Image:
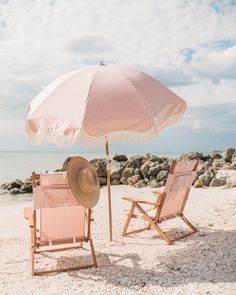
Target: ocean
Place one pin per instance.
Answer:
(20, 165)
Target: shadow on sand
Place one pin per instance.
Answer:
(206, 257)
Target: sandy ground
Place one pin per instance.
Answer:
(204, 263)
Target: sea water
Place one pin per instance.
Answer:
(20, 165)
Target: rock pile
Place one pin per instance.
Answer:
(150, 170)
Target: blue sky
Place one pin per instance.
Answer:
(190, 46)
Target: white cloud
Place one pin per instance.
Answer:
(171, 40)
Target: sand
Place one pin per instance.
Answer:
(204, 263)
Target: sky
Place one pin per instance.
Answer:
(190, 46)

※ ※ ※

_Task requirements:_ Across the whole listing, tally the lines that include the string "Target". Reply with the number only.

_Written solution:_ 9